[Opening Text section section]
General Research Subject: Insulin Resistance Pre Diabetes
Focus: Integrated Physiology, Integrated Physiology\Fatty Acid Metabolism, Integrated Physiology\Insulin Resistance, Obesity\Pathogenesis
Type of Grant: Translational Science
Project Start Date: January 1, 2013
Project End Date: December 31, 2015
Research Description
America's preferential consumption of high-fat/high-sugar foods is a driving force in the current epidemic of obesity and insulin resistance. Recent scientific observations suggest that the taste of food may play a role in how the body processes the food eaten in a meal. First, tasting food rapidly causes the intestine to release fats stored from an earlier meal, and second, tasting food is associated with intestinal hormone release that can increase body fat storage. Thus, the intestine may play a central role in all aspects of dietary fat metabolism, from initial encounter with taste buds in the mouth to eventual TG storage in the body.
We hypothesize that elevated blood fats in insulin resistance are a result of elevated intestinal-TG secretion and poor communication of this organ to the rest of the body after meals. In this study, meal feeding and sensory studies will be performed to determine whether the mechanism of taste-associated intestinal signaling leads to higher levels of blood fats after meals in 24 healthy and insulin resistant subjects. Individuals will consume special meals the night before the tests and participate in sensory tests in the morning to analyze the effect of taste.
The goal of this work is to understand how insulin resistance may cause impaired signaling between the taste buds and the intestine to result in an elevation in blood lipids, which increases the risk for other chronic diseases. This study will generate data for a future study to understand how diabetes treatment affects this process.
Research Profile
What area of diabetes research does your project cover? What role will this particular project play in preventing, treating, and curing diabetes?
Elevated body weight is associated with increased risk of diabetes and overweight people may taste food differently than lean people. If they can't taste food as well, this may lead to overeating and slow absorption of the food when it is eaten. The present project will compare how lean and overweight people at risk for diabetes taste food.
If we can understand how the taste of food plays a role in the absorption of fat, then better treatments can be developed to treat high blood lipids and low HDLc that are seen in people at risk for the disease.
If a person with diabetes were to ask you how your project will help them in the future, how would you respond?
Our project will help us understand how the taste of fat in food affects how it is processed in the body after it is eaten. People with type 2 diabetes at those at risk for type 2 diabetes have high blood lipids (triglycerides) and low good cholesterol called HDLc. How food tastes may make this elevation worse.
Why is it important for you, personally, to become involved in diabetes research? What role will this award play in your efforts?
My family has a history of diabetes and elevated blood lipids. This grant will allow me and my lab to investigate a cutting edge concept that connects how food tastes to how it is processed in the body.
In what direction do you see the future of diabetes research going?
I can imagine the future of diabetes research allowing us to understand how different people with diabetes might be best helped. One person's response to food may be different than another person's and these differences may affect how much food we eat, how that food is processed in the body and how our risk for diabetes may be worse after meals. Understanding the relationships between hunger, eating and elevated blood lipids will help us develop better treatments of diabetic dyslipidemia.
[Closing Text section section]
● Assigned task
Quote the grant summary word for word, starting at the passage containing "If we can understand" and stopping after "for the disease.".
[Opening Record set section]
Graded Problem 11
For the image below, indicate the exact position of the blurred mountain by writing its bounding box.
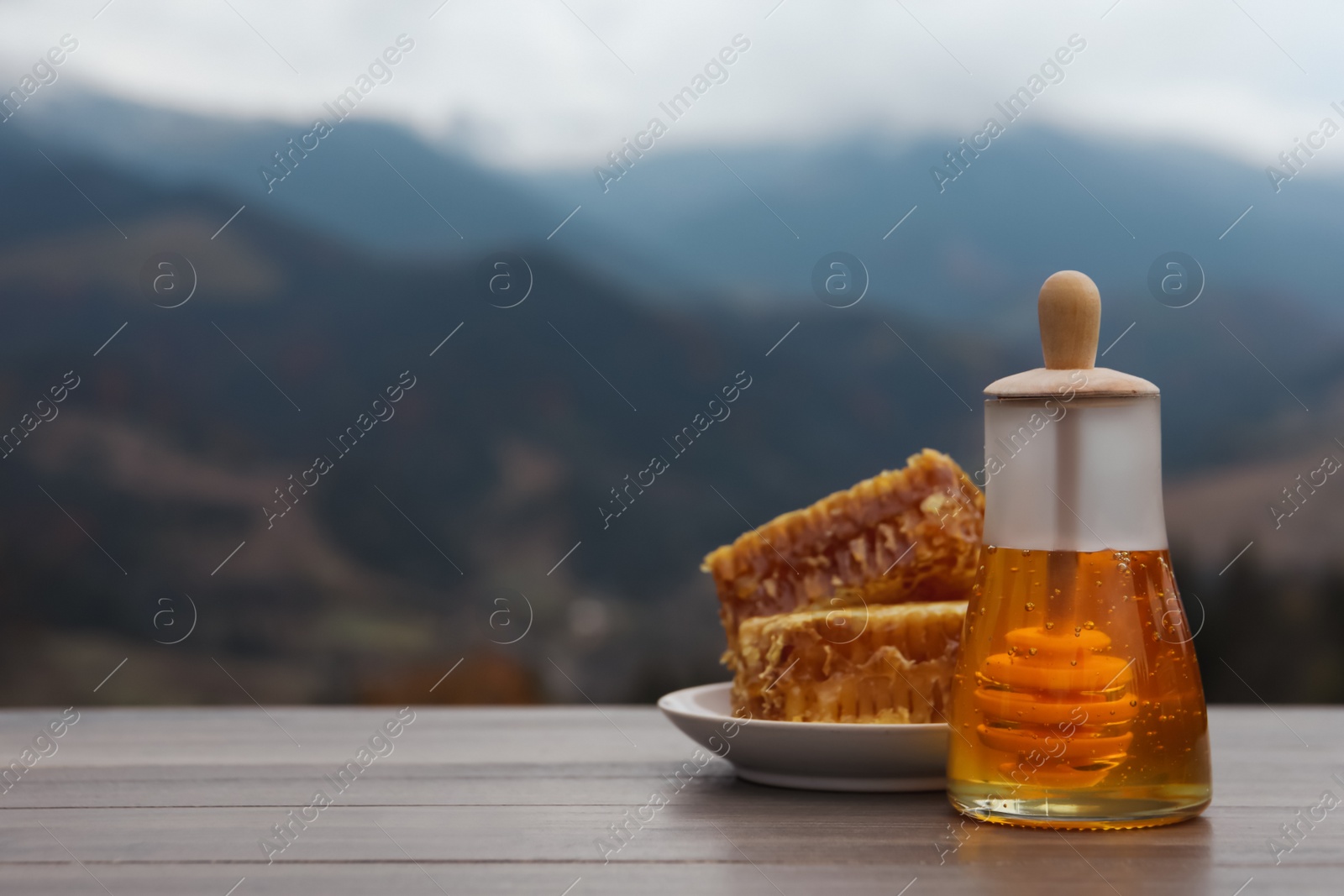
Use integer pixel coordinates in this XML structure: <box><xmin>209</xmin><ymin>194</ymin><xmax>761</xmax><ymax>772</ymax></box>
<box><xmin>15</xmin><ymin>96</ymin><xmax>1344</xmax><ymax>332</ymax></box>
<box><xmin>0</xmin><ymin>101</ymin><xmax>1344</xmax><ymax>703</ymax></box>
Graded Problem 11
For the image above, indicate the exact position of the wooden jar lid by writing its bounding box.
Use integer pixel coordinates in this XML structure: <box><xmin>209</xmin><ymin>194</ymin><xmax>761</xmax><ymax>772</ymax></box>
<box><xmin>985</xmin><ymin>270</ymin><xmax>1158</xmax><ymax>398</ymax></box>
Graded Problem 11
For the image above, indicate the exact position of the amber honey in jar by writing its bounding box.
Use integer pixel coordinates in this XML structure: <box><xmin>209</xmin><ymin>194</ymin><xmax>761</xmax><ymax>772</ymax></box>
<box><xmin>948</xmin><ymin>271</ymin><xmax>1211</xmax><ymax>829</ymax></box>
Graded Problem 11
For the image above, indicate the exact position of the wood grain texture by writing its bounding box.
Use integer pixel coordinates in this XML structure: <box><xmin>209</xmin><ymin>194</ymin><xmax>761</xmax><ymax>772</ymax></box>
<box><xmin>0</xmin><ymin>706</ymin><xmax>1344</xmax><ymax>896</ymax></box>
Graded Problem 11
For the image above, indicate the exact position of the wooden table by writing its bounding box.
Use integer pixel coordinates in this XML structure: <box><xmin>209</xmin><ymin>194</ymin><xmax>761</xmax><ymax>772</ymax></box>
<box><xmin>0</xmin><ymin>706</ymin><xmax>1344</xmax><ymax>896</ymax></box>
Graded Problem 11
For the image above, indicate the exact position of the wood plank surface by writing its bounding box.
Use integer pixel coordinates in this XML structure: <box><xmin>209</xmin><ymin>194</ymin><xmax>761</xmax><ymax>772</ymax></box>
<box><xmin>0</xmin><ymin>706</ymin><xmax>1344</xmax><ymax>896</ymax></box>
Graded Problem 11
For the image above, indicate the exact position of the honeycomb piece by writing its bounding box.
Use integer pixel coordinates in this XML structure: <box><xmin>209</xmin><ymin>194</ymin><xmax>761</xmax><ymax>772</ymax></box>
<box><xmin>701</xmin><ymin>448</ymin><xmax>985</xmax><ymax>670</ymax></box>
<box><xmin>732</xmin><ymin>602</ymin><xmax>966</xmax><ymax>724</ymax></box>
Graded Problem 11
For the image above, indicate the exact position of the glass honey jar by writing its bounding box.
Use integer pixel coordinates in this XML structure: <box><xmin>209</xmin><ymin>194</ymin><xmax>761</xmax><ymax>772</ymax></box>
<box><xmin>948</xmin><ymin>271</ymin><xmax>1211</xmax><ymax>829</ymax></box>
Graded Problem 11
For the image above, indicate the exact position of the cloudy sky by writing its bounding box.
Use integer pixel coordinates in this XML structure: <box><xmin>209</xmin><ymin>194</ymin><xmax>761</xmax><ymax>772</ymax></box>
[Closing Record set section]
[Opening Record set section]
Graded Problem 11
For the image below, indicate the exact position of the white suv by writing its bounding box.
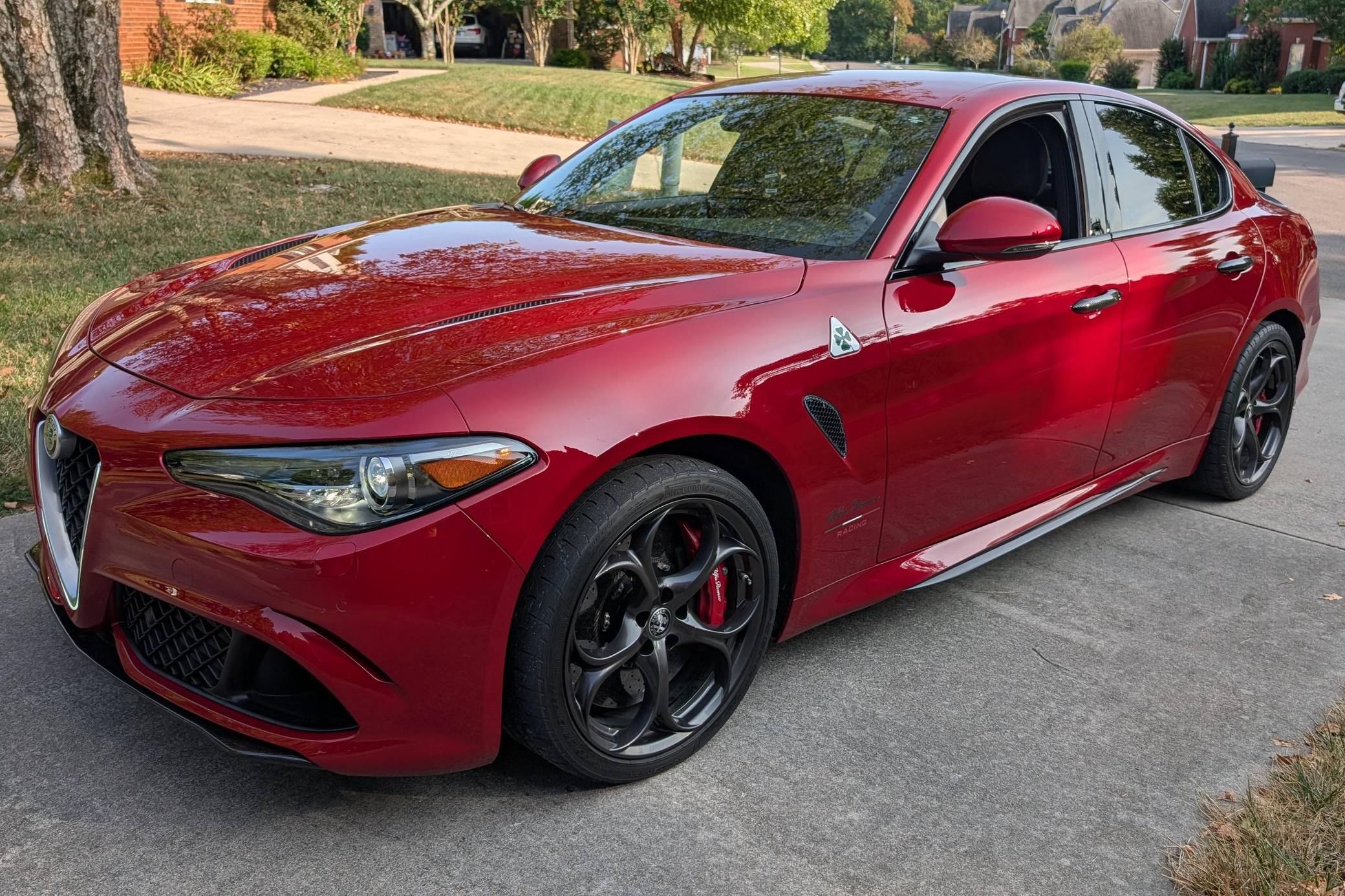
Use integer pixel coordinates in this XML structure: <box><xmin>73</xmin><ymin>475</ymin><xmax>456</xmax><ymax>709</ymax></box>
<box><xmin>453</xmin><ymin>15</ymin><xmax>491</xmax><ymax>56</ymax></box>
[Closing Record set section]
● Reply to the exercise
If we can understand how the taste of food plays a role in the absorption of fat, then better treatments can be developed to treat high blood lipids and low HDLc that are seen in people at risk for the disease.